Provided records:
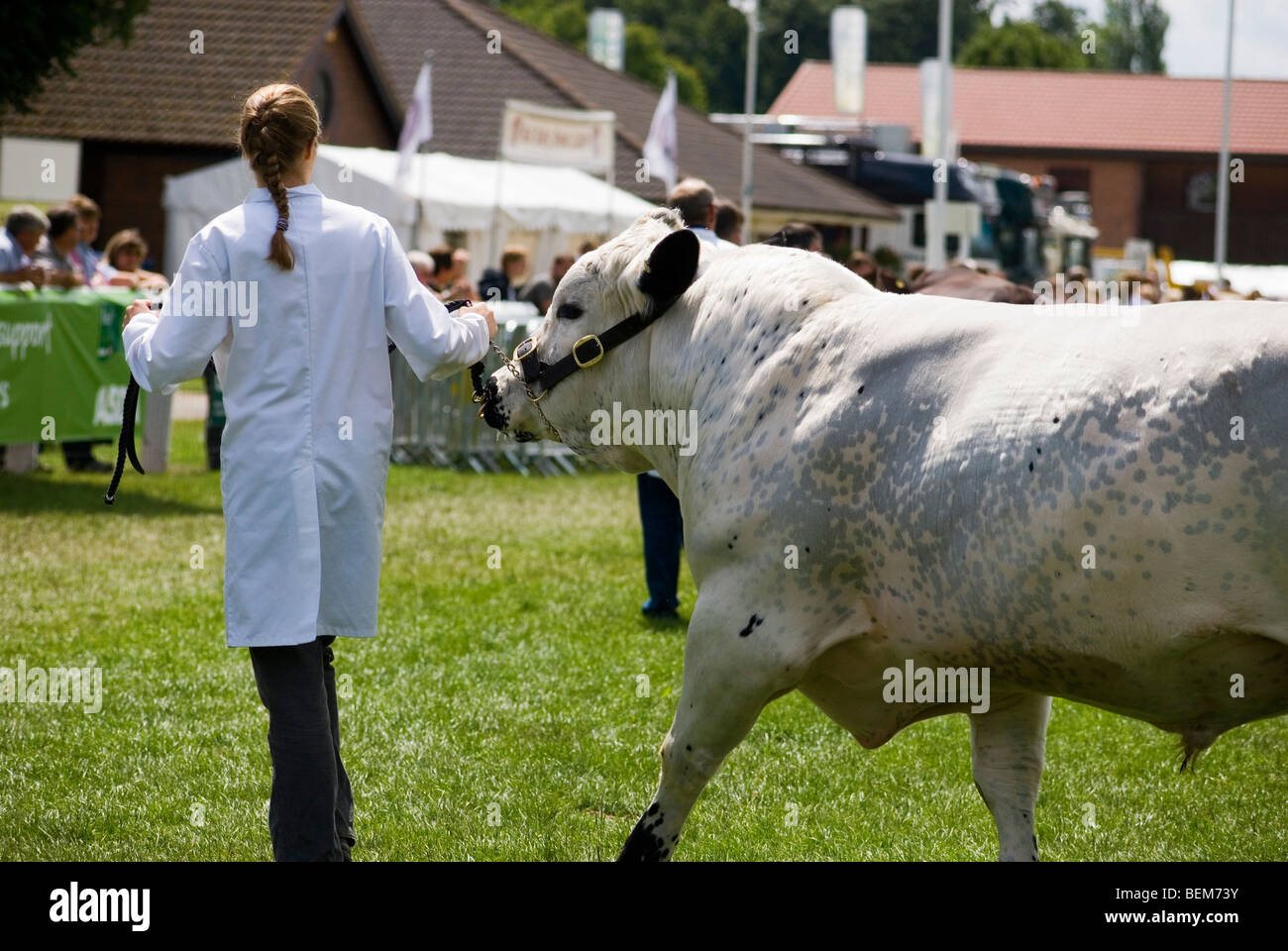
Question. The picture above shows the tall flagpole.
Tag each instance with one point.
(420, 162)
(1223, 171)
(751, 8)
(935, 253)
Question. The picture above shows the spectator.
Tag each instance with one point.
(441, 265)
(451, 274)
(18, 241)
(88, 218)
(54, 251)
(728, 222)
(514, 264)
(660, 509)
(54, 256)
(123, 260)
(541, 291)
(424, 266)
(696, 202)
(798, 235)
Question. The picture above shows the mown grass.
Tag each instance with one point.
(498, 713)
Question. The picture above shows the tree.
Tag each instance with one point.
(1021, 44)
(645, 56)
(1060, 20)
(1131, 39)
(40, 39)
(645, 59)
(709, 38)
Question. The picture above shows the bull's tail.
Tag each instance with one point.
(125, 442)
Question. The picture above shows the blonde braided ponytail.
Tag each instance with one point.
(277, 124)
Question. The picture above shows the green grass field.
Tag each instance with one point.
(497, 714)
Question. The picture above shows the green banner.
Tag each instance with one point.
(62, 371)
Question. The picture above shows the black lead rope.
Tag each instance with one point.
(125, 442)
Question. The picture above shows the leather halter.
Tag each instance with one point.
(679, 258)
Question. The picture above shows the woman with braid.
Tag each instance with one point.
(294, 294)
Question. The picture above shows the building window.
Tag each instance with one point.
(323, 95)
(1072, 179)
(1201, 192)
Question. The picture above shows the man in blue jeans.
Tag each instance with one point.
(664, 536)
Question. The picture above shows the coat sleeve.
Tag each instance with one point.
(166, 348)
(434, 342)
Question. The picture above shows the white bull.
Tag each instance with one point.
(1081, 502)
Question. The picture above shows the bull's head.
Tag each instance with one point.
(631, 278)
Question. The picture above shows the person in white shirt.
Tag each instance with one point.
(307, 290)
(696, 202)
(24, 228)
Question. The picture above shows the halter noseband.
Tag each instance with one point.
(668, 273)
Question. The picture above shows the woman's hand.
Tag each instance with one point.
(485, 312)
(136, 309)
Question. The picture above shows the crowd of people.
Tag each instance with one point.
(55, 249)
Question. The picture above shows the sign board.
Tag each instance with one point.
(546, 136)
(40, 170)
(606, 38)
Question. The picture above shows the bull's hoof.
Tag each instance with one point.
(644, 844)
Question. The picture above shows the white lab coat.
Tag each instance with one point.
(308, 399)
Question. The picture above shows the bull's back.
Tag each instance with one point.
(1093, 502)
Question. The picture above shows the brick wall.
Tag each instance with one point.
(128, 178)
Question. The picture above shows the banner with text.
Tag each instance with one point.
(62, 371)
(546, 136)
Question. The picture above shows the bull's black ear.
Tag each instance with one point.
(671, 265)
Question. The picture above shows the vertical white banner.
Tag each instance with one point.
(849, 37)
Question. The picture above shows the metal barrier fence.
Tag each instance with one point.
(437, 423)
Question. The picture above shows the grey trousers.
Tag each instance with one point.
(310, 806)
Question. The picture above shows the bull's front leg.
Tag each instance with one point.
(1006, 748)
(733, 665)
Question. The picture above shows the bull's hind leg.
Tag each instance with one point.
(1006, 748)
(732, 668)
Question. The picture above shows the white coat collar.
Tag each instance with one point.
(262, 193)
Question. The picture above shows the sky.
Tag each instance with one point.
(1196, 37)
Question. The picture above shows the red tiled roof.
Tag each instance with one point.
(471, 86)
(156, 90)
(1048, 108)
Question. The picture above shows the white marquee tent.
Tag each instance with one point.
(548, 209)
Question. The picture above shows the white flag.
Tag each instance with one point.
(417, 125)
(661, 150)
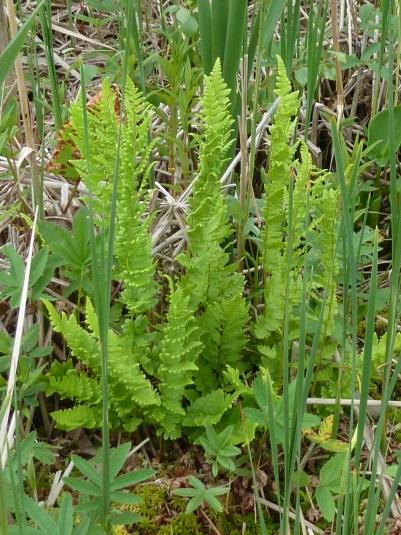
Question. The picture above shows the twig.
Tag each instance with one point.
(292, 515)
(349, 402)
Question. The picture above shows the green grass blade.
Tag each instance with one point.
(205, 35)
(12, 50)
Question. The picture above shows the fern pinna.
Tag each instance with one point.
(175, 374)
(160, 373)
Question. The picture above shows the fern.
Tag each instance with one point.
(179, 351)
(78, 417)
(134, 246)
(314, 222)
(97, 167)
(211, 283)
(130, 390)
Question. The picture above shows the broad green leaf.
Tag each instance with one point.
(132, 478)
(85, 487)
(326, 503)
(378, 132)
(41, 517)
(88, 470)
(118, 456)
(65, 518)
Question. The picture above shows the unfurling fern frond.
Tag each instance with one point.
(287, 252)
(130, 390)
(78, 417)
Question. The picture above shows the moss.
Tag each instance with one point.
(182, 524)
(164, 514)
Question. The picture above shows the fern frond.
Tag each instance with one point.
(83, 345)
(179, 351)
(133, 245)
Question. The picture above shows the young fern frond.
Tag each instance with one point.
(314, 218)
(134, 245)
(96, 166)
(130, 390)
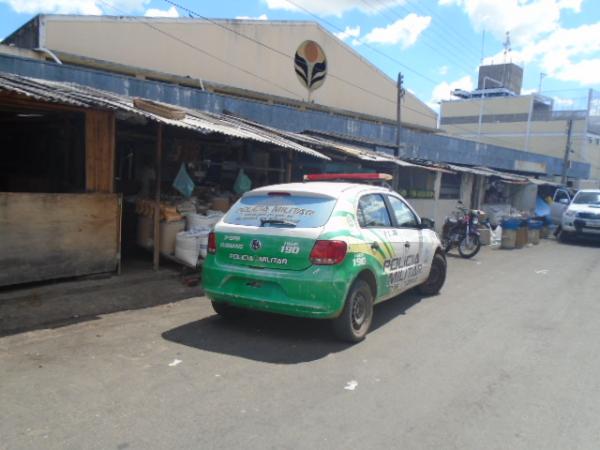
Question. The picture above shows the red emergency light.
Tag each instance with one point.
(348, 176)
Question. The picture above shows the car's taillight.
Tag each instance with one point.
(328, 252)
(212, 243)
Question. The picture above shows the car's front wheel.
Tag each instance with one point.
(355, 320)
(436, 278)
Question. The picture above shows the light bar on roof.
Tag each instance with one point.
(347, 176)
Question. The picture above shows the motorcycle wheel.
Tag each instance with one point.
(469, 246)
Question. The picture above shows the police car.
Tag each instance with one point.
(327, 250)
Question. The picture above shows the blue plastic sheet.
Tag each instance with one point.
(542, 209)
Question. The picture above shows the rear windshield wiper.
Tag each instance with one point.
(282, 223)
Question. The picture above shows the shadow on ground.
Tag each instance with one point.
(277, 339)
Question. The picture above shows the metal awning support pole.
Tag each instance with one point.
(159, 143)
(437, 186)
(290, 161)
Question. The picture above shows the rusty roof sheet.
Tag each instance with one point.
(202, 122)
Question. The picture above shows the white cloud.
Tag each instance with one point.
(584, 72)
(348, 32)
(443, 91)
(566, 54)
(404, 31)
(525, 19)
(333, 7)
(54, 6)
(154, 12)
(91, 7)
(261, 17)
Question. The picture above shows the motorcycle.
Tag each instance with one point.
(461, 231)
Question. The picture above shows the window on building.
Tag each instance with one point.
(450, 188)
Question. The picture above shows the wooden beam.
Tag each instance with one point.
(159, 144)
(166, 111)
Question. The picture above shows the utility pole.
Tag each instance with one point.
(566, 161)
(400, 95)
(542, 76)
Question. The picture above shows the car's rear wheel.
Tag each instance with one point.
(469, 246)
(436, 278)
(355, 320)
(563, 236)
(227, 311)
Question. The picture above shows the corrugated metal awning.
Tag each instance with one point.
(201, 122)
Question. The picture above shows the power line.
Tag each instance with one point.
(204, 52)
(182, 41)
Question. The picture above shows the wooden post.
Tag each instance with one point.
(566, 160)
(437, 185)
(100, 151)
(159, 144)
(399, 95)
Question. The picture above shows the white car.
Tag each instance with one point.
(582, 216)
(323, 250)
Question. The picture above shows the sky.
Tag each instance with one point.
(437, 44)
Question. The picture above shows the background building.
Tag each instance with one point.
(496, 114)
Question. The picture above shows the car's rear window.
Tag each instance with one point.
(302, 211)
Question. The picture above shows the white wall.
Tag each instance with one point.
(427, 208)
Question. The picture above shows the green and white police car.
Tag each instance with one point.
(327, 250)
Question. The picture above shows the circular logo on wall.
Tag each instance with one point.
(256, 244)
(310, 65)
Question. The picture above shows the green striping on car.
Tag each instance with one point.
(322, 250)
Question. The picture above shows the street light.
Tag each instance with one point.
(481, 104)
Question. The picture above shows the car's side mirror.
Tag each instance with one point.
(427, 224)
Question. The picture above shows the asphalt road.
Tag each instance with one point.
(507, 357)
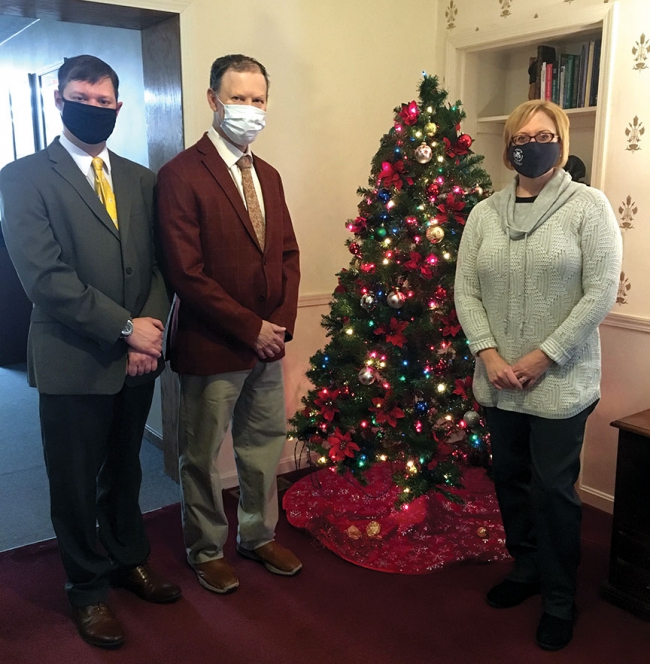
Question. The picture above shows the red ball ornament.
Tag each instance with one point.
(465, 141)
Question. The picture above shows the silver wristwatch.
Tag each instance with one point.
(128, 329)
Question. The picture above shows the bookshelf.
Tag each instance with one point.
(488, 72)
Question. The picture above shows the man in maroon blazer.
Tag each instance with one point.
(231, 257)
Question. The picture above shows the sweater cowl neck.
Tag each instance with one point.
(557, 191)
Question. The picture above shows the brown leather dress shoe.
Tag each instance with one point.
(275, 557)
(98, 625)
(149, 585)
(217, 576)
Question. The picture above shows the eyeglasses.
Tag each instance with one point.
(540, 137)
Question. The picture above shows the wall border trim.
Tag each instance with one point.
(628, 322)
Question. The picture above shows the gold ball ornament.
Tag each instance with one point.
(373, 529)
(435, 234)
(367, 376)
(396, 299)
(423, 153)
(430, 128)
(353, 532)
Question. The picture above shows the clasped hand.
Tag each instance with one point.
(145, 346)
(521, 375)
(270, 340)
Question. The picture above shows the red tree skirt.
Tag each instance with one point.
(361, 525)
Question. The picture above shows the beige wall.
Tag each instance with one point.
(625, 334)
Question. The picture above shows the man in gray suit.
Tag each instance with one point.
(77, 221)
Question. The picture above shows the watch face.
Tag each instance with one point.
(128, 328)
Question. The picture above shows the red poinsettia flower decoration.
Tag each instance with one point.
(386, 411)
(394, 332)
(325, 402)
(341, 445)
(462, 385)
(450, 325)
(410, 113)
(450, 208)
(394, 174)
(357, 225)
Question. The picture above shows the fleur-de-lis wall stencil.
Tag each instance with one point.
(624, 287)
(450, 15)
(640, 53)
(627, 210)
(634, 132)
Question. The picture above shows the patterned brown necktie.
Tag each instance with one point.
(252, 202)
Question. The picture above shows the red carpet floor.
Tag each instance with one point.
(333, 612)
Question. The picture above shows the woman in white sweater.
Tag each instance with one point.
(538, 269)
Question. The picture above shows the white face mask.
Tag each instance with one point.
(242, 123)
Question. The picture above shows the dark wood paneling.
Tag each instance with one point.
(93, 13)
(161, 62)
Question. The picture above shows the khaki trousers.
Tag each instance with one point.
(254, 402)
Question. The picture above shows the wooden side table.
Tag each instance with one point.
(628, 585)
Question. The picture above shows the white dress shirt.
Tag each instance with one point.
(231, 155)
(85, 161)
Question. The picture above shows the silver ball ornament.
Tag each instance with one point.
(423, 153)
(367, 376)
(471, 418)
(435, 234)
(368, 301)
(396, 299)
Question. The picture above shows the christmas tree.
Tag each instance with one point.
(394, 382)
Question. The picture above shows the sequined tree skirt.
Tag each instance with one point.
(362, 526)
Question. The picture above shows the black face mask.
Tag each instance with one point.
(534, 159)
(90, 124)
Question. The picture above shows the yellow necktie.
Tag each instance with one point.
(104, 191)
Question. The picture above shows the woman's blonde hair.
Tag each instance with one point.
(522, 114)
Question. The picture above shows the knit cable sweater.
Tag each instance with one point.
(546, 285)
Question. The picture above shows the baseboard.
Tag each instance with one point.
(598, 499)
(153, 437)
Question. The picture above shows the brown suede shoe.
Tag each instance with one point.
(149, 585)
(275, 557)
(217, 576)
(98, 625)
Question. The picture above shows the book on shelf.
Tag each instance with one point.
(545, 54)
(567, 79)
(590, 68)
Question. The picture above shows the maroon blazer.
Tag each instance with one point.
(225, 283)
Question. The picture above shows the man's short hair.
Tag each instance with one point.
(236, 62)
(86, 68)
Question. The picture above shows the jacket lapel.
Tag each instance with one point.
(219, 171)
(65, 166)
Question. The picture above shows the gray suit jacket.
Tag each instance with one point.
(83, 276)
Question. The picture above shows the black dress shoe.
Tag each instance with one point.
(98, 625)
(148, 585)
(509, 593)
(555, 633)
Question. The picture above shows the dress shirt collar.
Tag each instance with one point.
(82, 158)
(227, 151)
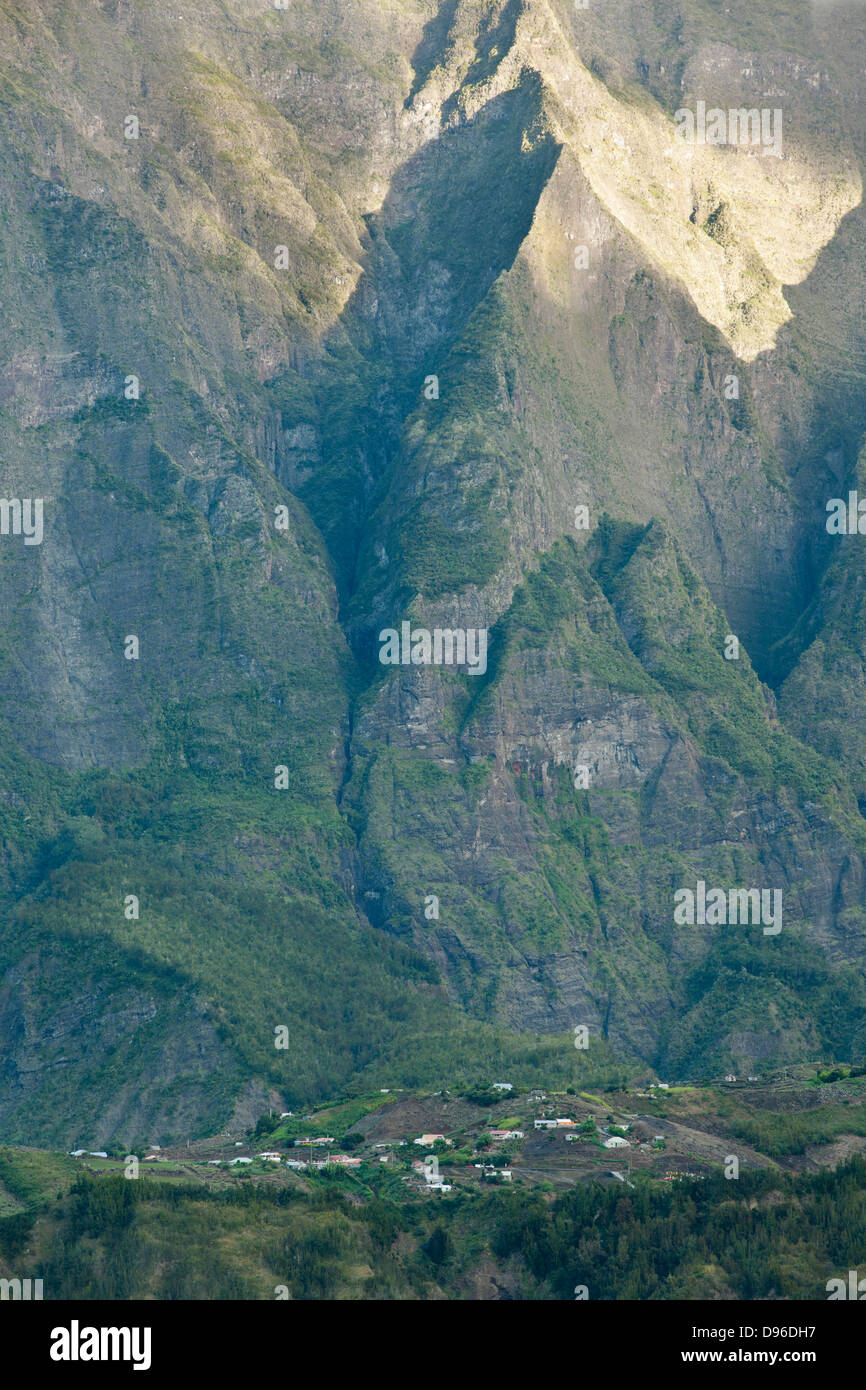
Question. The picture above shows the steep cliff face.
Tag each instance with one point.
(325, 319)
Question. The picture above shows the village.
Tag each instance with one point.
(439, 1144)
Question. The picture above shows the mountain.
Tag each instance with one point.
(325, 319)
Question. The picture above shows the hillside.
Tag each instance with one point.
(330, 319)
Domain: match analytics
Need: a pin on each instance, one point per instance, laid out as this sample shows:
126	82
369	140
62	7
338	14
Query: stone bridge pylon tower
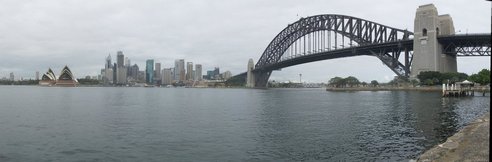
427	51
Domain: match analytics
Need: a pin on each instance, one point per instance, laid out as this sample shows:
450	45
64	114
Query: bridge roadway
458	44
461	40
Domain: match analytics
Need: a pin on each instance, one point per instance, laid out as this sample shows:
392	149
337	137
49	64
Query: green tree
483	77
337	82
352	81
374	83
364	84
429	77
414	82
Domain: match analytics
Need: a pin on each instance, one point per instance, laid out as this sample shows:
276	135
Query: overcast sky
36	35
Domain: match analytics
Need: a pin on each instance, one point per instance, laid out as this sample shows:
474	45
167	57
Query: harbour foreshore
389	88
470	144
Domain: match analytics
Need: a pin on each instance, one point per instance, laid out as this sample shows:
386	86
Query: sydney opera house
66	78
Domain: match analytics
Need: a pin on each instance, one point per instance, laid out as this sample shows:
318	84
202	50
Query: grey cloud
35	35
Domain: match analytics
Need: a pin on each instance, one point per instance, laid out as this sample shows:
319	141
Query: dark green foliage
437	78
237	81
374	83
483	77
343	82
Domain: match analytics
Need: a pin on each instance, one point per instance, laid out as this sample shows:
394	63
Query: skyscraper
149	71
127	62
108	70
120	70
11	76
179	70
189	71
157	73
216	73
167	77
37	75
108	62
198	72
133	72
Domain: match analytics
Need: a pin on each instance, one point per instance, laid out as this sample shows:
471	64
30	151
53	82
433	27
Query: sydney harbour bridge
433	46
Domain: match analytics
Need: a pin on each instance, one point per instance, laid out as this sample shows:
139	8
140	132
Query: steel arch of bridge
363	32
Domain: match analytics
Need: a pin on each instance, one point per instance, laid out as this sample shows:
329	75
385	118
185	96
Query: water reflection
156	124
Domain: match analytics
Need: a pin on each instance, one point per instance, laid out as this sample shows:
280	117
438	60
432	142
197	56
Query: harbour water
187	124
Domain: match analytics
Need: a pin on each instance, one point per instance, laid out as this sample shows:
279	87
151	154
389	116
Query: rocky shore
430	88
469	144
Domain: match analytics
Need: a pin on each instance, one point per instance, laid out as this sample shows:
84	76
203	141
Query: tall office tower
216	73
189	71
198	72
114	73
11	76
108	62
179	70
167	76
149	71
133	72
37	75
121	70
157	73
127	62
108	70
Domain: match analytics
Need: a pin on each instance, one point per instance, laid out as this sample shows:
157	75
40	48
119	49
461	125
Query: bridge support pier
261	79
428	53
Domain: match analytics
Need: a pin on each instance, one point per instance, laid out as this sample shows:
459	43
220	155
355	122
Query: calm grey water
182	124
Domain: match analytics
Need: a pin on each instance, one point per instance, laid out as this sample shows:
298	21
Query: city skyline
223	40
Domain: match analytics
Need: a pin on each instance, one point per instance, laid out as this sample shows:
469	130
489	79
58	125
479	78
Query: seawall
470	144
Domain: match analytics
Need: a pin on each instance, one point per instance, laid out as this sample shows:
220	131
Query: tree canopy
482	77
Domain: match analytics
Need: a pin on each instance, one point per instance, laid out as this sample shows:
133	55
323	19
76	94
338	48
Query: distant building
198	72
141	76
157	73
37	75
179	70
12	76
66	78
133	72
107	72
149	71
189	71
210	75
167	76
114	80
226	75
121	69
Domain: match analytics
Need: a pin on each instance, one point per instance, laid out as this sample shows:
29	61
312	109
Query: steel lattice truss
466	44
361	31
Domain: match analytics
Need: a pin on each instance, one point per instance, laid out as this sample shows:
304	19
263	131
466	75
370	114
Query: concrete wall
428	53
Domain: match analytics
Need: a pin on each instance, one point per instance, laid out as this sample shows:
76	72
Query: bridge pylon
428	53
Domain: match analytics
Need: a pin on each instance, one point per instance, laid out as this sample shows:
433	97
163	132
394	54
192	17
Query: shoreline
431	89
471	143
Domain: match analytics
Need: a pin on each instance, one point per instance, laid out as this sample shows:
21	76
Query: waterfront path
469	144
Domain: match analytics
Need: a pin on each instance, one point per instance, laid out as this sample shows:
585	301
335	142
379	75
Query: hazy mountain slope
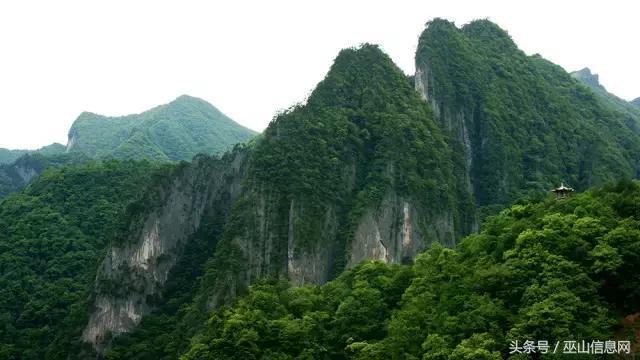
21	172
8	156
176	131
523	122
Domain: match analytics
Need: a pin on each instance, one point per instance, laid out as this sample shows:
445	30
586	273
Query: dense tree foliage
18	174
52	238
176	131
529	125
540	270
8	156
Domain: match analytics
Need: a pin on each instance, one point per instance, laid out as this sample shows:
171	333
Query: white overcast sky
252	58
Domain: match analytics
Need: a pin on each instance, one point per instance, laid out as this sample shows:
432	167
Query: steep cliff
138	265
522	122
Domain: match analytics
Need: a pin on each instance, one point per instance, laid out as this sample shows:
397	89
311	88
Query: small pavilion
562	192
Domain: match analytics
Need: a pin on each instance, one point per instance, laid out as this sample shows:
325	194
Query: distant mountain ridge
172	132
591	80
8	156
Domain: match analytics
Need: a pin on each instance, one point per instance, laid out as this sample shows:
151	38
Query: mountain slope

Stated exercise:
Copy the entries word for word, from the line with "Question. The picture above shows the black lead" to the line with "(1201, 192)", both of those lines included.

Task solution:
Question. The picture above shows the black lead rope.
Tag each instance with one point.
(125, 442)
Question. The picture above shows the leather halter.
Tag each instance with one point.
(679, 258)
Question. The picture above shows the woman with braid.
Tag each instance with one point.
(294, 294)
Question. The picture above shows the building window.
Tag each instance with one point.
(323, 95)
(1072, 179)
(1201, 192)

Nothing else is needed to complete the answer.